* _Exercise_
The expected output is the complete listing, copied exactly.

* _Data to examine_

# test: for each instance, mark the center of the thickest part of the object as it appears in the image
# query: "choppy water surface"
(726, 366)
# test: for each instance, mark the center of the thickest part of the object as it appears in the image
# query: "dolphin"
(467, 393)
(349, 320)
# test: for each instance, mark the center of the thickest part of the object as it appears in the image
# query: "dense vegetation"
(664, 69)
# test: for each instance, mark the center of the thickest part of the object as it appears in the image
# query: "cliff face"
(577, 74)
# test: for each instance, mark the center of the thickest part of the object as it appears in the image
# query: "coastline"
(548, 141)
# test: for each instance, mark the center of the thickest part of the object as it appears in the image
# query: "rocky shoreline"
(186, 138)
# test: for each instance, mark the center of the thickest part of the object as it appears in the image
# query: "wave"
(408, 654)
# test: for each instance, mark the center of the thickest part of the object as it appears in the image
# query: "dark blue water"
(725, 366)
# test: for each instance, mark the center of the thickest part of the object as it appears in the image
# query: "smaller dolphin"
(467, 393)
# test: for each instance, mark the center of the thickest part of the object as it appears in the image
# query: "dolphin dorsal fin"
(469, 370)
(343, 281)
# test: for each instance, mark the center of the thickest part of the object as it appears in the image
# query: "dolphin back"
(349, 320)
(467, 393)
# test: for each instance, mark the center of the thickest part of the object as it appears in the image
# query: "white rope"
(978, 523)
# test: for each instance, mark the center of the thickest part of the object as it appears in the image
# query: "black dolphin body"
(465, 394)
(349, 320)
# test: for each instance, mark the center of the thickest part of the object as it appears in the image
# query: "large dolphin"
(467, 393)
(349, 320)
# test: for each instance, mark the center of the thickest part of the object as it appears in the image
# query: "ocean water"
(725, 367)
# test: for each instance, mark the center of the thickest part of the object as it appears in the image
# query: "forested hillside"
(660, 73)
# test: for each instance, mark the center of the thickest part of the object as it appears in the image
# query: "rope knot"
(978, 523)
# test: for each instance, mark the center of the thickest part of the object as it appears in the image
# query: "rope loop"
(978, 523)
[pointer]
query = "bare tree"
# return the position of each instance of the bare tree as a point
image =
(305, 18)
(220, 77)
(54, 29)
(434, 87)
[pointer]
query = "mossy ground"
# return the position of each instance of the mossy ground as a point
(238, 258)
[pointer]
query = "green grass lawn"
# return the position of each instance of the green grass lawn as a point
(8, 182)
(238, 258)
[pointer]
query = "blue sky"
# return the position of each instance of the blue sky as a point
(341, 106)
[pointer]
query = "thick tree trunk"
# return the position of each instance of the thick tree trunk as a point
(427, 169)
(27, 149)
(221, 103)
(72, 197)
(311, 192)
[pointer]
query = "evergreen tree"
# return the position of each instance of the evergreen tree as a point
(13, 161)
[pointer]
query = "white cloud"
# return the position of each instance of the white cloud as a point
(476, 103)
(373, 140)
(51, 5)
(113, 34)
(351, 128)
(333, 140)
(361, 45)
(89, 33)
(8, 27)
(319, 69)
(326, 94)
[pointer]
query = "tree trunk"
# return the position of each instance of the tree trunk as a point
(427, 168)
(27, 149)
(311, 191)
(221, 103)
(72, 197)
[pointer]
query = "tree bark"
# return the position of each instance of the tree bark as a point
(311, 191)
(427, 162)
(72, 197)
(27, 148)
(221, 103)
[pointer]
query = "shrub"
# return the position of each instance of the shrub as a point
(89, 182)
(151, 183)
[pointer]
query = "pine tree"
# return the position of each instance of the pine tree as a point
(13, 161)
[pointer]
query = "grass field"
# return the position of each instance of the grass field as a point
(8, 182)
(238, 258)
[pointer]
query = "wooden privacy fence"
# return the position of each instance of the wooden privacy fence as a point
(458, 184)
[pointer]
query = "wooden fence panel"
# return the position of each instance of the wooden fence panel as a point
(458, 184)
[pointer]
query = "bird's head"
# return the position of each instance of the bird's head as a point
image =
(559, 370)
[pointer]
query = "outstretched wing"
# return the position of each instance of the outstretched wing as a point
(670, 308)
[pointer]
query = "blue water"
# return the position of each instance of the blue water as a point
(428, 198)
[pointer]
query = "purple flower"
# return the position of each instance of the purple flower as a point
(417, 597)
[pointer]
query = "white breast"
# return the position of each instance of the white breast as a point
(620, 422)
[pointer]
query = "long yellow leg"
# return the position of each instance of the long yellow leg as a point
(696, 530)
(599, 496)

* _Solution to the exercise_
# test: for each instance, mark the center of the thickest part of the object as it appears in the image
# query: "choppy water surface"
(726, 366)
# test: for each instance, mark the center of the thickest part of the object as it appears in the image
# query: "dolphin"
(467, 393)
(349, 320)
# test: for each instance, mark the center of the thickest part of the object as it appears in the image
# query: "dense vegetation"
(664, 69)
# test: for each instance, mark the center of the thickest part of the object as it appears in the image
# query: "cliff face"
(577, 74)
# test: for each instance, mark the center of the thickest part of the object as it appears in the image
# query: "coastline"
(548, 141)
# test: for each instance, mark the center of the thickest part of the object as it appears in the image
# query: "rocky shoreline"
(186, 138)
# test: for each instance, mark the center of the thickest part of the object as it appears in the image
# query: "wave"
(408, 654)
# test: for each instance, mark the center of the thickest part of the object as it appears in the image
# query: "dark blue water"
(725, 366)
# test: for each instance, mark the center of the thickest part of the object as it appears in the image
# query: "smaller dolphin"
(467, 393)
# test: for each instance, mark the center of the thickest part of the object as it appears in the image
# query: "dolphin dorsal fin"
(469, 370)
(343, 281)
# test: for each instance, mark the center of the thickest part of the object as it appears in the image
# query: "dolphin back"
(349, 320)
(467, 393)
# test: for each instance, mark the center of the thickest part of the object as it appears in the image
# query: "white rope"
(978, 523)
# test: for each instance, mark the center of the thickest part of the object as it appears in the image
# query: "black dolphin body"
(465, 394)
(349, 320)
# test: for each instance, mark the center of the thickest part of the object as it appears in the image
# query: "large dolphin"
(467, 393)
(349, 320)
# test: for each instance, mark the center of the thickest part of the object as it appears in the image
# query: "ocean water"
(725, 367)
# test: for each instance, mark the center of the thickest part of the object as it appears in the image
# query: "forested hillside"
(660, 73)
# test: for each instance, mark the center of the thickest part of the object as it appears in the image
# query: "rope knot"
(978, 523)
# test: for each instance, mark the center of the thickest part of the object as it appears in the image
# query: "rope loop"
(978, 523)
[pointer]
query = "bare tree"
# return the position of each instance of the bare tree as a point
image =
(305, 18)
(220, 77)
(54, 29)
(434, 87)
[pointer]
query = "mossy ground"
# return the position of each instance of the mossy ground as a point
(238, 258)
[pointer]
query = "green grass lawn"
# return the position of each instance of the green grass lawn as a point
(8, 182)
(238, 258)
[pointer]
query = "blue sky"
# return the position of each instance of the blue sky as a point
(341, 106)
[pointer]
query = "thick tree trunk"
# return the position of each instance of the thick tree trunk as a point
(427, 169)
(27, 149)
(221, 103)
(72, 197)
(311, 192)
[pointer]
query = "evergreen tree"
# return the position of each instance of the evergreen tree as a point
(13, 161)
[pointer]
query = "white cloud"
# return the position of each instance of the white cloud as a point
(476, 103)
(373, 140)
(51, 5)
(113, 34)
(351, 128)
(333, 140)
(361, 45)
(89, 33)
(8, 27)
(319, 69)
(326, 94)
[pointer]
query = "tree trunk"
# return the position of each instance of the tree trunk as a point
(427, 168)
(27, 149)
(311, 191)
(221, 103)
(72, 197)
[pointer]
query = "tree bark"
# return the position of each instance of the tree bark as a point
(311, 191)
(427, 162)
(72, 197)
(27, 148)
(221, 103)
[pointer]
query = "shrub"
# return the position of each instance of the shrub as a point
(89, 182)
(151, 183)
[pointer]
query = "pine tree"
# return the position of each instance of the pine tree as a point
(13, 161)
[pointer]
query = "grass field"
# return the position of each instance of the grass field as a point
(8, 182)
(238, 258)
[pointer]
query = "wooden privacy fence"
# return the position of each instance of the wooden privacy fence as a point
(458, 184)
[pointer]
query = "wooden fence panel"
# return the position of each instance of the wooden fence panel as a point
(458, 184)
[pointer]
query = "bird's head"
# return the position of each instance of the bird's head as a point
image =
(559, 370)
[pointer]
query = "outstretched wing"
# return the position of each instance of the outstretched wing as a point
(670, 308)
[pointer]
query = "blue water"
# return the position of each instance of the blue water as a point
(428, 198)
[pointer]
query = "purple flower"
# return the position of each instance of the purple flower as a point
(417, 597)
[pointer]
query = "white breast"
# return the position of each instance of the white breast as a point
(620, 422)
[pointer]
query = "long yellow leg"
# return the position of each instance of the long yellow leg as a point
(696, 530)
(599, 496)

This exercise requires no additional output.